Requirements »
Repeat the records exactly. Every line must match.

Available data »
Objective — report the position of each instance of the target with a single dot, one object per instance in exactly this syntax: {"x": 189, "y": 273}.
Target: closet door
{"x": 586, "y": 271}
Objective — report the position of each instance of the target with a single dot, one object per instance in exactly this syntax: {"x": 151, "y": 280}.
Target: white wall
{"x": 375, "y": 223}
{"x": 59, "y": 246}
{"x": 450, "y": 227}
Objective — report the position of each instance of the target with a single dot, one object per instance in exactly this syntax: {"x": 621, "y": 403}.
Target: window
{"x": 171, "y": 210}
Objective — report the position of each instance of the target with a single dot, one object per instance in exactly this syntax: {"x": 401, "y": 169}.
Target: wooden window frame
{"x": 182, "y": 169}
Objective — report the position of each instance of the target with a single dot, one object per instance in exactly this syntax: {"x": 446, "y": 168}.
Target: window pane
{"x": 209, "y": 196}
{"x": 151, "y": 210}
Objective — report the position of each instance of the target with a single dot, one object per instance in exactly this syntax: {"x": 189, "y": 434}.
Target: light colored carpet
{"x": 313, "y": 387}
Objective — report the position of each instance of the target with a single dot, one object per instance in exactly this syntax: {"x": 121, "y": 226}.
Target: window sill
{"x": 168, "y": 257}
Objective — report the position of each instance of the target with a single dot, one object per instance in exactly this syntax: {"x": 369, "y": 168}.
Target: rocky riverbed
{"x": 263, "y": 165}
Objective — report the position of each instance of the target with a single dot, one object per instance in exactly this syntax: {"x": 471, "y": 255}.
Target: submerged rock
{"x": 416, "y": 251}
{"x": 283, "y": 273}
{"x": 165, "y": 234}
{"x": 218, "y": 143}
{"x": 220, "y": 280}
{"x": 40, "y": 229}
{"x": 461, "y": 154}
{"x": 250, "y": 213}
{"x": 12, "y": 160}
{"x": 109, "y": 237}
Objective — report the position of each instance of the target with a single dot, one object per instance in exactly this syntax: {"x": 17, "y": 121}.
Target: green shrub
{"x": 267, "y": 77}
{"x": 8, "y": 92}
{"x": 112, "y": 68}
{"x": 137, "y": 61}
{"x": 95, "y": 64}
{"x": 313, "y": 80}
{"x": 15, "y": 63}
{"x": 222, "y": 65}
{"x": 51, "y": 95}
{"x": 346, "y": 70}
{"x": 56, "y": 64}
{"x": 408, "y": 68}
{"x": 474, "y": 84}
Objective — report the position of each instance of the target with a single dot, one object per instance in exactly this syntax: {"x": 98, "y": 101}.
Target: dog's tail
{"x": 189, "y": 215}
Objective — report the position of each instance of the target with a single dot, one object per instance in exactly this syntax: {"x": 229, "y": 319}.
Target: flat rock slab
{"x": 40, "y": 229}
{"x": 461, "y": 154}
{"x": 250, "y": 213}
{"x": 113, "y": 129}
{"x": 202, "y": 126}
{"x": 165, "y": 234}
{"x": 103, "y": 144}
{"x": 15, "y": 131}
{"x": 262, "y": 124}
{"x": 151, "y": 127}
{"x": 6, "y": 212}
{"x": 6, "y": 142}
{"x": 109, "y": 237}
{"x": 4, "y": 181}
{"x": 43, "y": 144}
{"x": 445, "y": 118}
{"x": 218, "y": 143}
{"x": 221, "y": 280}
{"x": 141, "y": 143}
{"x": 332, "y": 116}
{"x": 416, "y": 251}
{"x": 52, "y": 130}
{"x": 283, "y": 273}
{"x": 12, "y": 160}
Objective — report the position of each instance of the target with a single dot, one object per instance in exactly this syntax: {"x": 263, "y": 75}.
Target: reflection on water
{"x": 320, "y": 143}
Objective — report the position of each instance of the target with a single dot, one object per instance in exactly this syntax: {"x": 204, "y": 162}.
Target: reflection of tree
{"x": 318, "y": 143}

Complete output »
Objective — report the position of each instance of the target with a single dot, one object per instance in exactly this syntax: {"x": 189, "y": 273}.
Target: closet door
{"x": 586, "y": 271}
Objective — report the position of each instance of the target with a single dot, one object per instance in exactly this syntax: {"x": 151, "y": 280}.
Target: white wall
{"x": 375, "y": 223}
{"x": 59, "y": 246}
{"x": 450, "y": 227}
Objective — report the position of each instance of the target with a single dot, one object per instance in exactly this syntax: {"x": 621, "y": 403}.
Target: window
{"x": 171, "y": 210}
Objective — report the position of each instance of the target with a single dot, one object per instance in exactly this syntax: {"x": 401, "y": 169}.
Target: wooden window frame
{"x": 182, "y": 169}
Objective — report the position of each instance of the target with a single dot, one object per instance in exactly this syntax: {"x": 446, "y": 168}.
Target: window pane
{"x": 209, "y": 196}
{"x": 151, "y": 210}
Objective — report the position of each instance of the target with a single dot, one object per instance in exactly this syntax: {"x": 189, "y": 434}.
Target: light colored carpet
{"x": 313, "y": 387}
Objective — report the position of each instance of the target with a single dot, one object per instance in exactly this syntax: {"x": 121, "y": 226}.
Target: window sill
{"x": 168, "y": 257}
Objective — report the position of each instance of the target with a single dot, one object per instance in exactly this syntax: {"x": 369, "y": 168}.
Target: rocky riverbed
{"x": 263, "y": 165}
Objective — report the position of each instance of the target with a single dot, one object per instance in exactly this syntax: {"x": 471, "y": 255}.
Target: submerged rock
{"x": 416, "y": 251}
{"x": 283, "y": 273}
{"x": 165, "y": 234}
{"x": 218, "y": 143}
{"x": 220, "y": 280}
{"x": 40, "y": 229}
{"x": 461, "y": 154}
{"x": 250, "y": 213}
{"x": 12, "y": 160}
{"x": 109, "y": 237}
Objective — report the position of each instance of the target with a single dot, one object per instance in exactly this syntax: {"x": 17, "y": 121}.
Target: green shrub
{"x": 267, "y": 77}
{"x": 8, "y": 92}
{"x": 112, "y": 68}
{"x": 137, "y": 61}
{"x": 95, "y": 64}
{"x": 313, "y": 80}
{"x": 15, "y": 63}
{"x": 222, "y": 65}
{"x": 51, "y": 95}
{"x": 346, "y": 70}
{"x": 56, "y": 64}
{"x": 408, "y": 68}
{"x": 474, "y": 84}
Objective — report the position of each instance of the target with a single dot, one object per instance in exactly this syntax: {"x": 98, "y": 101}.
Target: dog's tail
{"x": 189, "y": 215}
Objective — report the position of each instance of the target with a single dot, one object per instance in exactly this syntax: {"x": 229, "y": 319}.
Target: flat rock slab
{"x": 40, "y": 229}
{"x": 461, "y": 154}
{"x": 250, "y": 213}
{"x": 113, "y": 129}
{"x": 202, "y": 126}
{"x": 165, "y": 234}
{"x": 103, "y": 144}
{"x": 15, "y": 131}
{"x": 262, "y": 124}
{"x": 151, "y": 127}
{"x": 6, "y": 212}
{"x": 6, "y": 142}
{"x": 109, "y": 237}
{"x": 4, "y": 181}
{"x": 43, "y": 144}
{"x": 445, "y": 118}
{"x": 218, "y": 143}
{"x": 221, "y": 280}
{"x": 141, "y": 143}
{"x": 332, "y": 116}
{"x": 416, "y": 251}
{"x": 52, "y": 130}
{"x": 283, "y": 273}
{"x": 12, "y": 160}
Objective — report the position of each instance of the target with a single dot, one object per instance in exactly this syntax: {"x": 263, "y": 75}.
Target: reflection on water
{"x": 320, "y": 143}
Objective — report the position of each instance of the target with a single dot, one object per instance in exactly this syntax: {"x": 204, "y": 162}.
Target: reflection of tree
{"x": 318, "y": 143}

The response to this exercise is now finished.